===== Selected text

Setting Expectations

Jockeying for a COVID vaccine appointment brings back memories of the last time I joined a crowd in pursuit of public health.

It was the swine flu era, in the 1970s. Along with my mother, whose baseline anxiety made her an ever-conscientious patient, I reported for my shot to the gym at a local college. We shuffled along long, slow lines, showing our IDs, signing the informed consent forms.

Nothing in the handout outlining possible adverse events seemed alarming; the cases of Guillain-Barré syndrome that halted the vaccination program hadn’t yet surfaced. We read with equanimity about injection-site soreness, fever, and chills; got our shots; and headed out across the campus to our car. It was a late-autumn Minnesota afternoon. Already-bare trees filtered the weak sunlight, and a brisk wind reminded us that winter was bearing down.

Once home, we retreated to our books. I studied at my desk while my mother curled up with her mystery. An hour later, she called from the living room. “I’m making tea. Would you like a cup?”

I said I would. When I heard the kettle whistle, I joined her in the kitchen, gratefully warming my fingers around the mug. My mother, who had pulled on a cardigan over her sweater, hunched over her tea with her eyes closed, inhaling the steam like it was a one-woman sauna.

“Are you cold, too?” I asked.

“So cold,” she said. “It must be the chills they were talking about.”

==========
===== Input data

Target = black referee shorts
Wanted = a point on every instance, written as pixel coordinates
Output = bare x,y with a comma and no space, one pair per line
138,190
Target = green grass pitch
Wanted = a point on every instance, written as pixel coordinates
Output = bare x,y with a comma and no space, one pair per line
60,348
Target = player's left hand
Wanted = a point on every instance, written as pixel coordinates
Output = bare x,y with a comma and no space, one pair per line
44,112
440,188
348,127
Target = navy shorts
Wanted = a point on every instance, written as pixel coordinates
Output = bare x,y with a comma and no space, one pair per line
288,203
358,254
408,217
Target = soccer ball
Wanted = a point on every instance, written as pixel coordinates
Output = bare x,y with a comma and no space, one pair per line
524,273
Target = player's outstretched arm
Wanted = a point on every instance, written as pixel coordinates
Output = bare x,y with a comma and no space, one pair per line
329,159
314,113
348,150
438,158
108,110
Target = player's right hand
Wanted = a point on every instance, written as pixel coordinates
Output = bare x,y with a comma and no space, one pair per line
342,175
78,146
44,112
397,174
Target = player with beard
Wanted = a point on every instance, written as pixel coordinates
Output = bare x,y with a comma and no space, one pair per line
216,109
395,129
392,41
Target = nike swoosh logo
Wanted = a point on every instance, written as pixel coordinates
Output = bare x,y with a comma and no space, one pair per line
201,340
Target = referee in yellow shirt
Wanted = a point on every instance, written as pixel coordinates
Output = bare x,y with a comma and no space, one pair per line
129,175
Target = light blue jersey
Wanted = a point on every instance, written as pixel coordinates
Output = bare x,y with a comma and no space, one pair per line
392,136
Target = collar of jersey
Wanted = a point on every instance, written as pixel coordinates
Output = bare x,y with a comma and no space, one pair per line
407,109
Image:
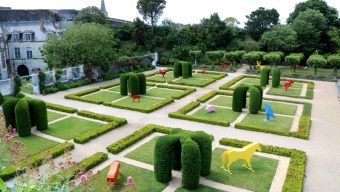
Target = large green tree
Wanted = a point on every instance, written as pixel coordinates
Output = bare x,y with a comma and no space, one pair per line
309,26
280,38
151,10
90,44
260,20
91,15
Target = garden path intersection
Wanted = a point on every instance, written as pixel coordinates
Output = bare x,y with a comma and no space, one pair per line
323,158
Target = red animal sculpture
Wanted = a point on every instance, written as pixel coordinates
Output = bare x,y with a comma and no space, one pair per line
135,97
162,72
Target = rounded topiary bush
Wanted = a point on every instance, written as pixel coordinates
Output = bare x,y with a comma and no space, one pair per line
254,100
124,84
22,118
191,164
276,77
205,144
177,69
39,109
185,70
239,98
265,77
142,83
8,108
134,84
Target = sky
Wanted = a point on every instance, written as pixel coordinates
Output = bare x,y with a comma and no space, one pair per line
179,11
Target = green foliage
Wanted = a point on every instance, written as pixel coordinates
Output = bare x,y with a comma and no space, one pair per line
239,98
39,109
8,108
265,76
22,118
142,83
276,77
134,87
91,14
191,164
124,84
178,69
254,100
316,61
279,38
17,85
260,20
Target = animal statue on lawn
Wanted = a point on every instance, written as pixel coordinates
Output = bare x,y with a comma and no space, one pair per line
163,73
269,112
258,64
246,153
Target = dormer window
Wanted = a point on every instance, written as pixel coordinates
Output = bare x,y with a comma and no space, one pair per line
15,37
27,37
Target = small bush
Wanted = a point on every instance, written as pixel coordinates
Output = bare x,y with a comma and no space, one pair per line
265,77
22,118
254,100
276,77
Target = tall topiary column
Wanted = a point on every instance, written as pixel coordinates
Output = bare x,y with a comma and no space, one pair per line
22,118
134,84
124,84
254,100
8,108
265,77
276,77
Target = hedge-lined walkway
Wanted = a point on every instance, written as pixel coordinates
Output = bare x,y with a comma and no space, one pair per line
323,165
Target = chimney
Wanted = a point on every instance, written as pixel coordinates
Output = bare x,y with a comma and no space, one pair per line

==========

Assigned task.
Continue the essay above about getting swine flu shots in the 1970s, starting right after its last line.

Exercise result.
Of course. We had been warned. So we coped with tea and layering. More sweaters, wooly scarves around our necks, afghans over our shoulders and on our laps. Still we shivered, wondering how long our chills would last. The handout hadn’t said anything about their duration.

Well after dark, a car door slammed in the driveway. My father was home from work, and my mother and I greeted him at the back door.

“Damn, it’s freezing in here!” he said as he took off his jacket. Looking puzzled, he eyed my mother and me, bundled up like a pair of Siberian peasants. “What is wrong with you two?”

Heaving a weary sigh, he trudged down the basement stairs and headed for the furnace. Once he relit its pilot light, what we had presumed to be adverse effects of our swine flu vaccine began to abate. Supper that night included hot soup to chase off the residual chill, though. Before turning up the flame under the soup pot, my mother crumpled up the handout and dropped it into the trash.